> [WRITTEN REQUEST] Render every line of the rows below as a JSON list of strings, one string per line, leaving out blank lines.

— START STORED DATA —

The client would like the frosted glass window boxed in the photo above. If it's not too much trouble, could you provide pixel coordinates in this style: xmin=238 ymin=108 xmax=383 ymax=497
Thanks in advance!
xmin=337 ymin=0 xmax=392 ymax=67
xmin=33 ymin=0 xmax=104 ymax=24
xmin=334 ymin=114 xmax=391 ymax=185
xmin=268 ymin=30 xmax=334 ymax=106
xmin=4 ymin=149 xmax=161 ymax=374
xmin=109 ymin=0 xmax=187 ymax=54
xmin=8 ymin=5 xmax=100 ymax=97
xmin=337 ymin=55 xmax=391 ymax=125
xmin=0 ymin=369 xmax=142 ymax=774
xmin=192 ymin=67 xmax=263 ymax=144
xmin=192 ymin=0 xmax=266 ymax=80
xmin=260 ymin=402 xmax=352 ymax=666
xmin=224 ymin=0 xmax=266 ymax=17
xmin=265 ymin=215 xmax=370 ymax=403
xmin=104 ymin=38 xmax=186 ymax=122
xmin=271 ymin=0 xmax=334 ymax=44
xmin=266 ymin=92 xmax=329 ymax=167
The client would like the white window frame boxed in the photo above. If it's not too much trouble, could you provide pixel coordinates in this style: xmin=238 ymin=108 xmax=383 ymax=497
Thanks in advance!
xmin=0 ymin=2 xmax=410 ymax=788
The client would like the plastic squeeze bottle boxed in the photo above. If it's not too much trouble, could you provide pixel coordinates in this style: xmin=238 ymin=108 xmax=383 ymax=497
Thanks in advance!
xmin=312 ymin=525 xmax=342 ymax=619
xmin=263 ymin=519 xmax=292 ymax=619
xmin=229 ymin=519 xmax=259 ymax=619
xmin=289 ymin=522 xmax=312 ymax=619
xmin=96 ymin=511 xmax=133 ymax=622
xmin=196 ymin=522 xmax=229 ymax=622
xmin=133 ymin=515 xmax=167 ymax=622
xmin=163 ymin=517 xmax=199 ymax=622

— END STORED DATA —

> [EXERCISE SOLUTION]
[
  "The client would like the frosted glass window boxed in the photo above. If it's not too much trouble, could you provide pixel coordinates in this style: xmin=238 ymin=108 xmax=383 ymax=497",
  "Thanks in advance!",
  "xmin=337 ymin=0 xmax=392 ymax=67",
  "xmin=33 ymin=0 xmax=104 ymax=24",
  "xmin=334 ymin=114 xmax=391 ymax=185",
  "xmin=268 ymin=30 xmax=334 ymax=106",
  "xmin=4 ymin=149 xmax=161 ymax=374",
  "xmin=109 ymin=0 xmax=187 ymax=54",
  "xmin=8 ymin=5 xmax=100 ymax=97",
  "xmin=337 ymin=55 xmax=391 ymax=125",
  "xmin=0 ymin=369 xmax=142 ymax=774",
  "xmin=192 ymin=67 xmax=263 ymax=144",
  "xmin=192 ymin=0 xmax=266 ymax=80",
  "xmin=260 ymin=402 xmax=352 ymax=666",
  "xmin=224 ymin=0 xmax=266 ymax=17",
  "xmin=265 ymin=215 xmax=370 ymax=403",
  "xmin=104 ymin=38 xmax=186 ymax=122",
  "xmin=271 ymin=0 xmax=334 ymax=44",
  "xmin=266 ymin=92 xmax=329 ymax=167",
  "The client would like the white window frame boxed in the photo above. If it's not too much trouble, could you provide pixel coordinates in this style: xmin=238 ymin=108 xmax=383 ymax=497",
  "Thanks in advance!",
  "xmin=0 ymin=2 xmax=410 ymax=788",
  "The client would like the plastic squeeze bottle boxed in the photo above. If it's not too much trouble, could you provide pixel coordinates in this style: xmin=238 ymin=108 xmax=383 ymax=497",
  "Thanks in advance!",
  "xmin=312 ymin=525 xmax=342 ymax=619",
  "xmin=263 ymin=519 xmax=292 ymax=619",
  "xmin=229 ymin=519 xmax=259 ymax=619",
  "xmin=289 ymin=522 xmax=312 ymax=619",
  "xmin=96 ymin=511 xmax=133 ymax=622",
  "xmin=196 ymin=522 xmax=229 ymax=622",
  "xmin=133 ymin=515 xmax=167 ymax=622",
  "xmin=163 ymin=517 xmax=199 ymax=622"
]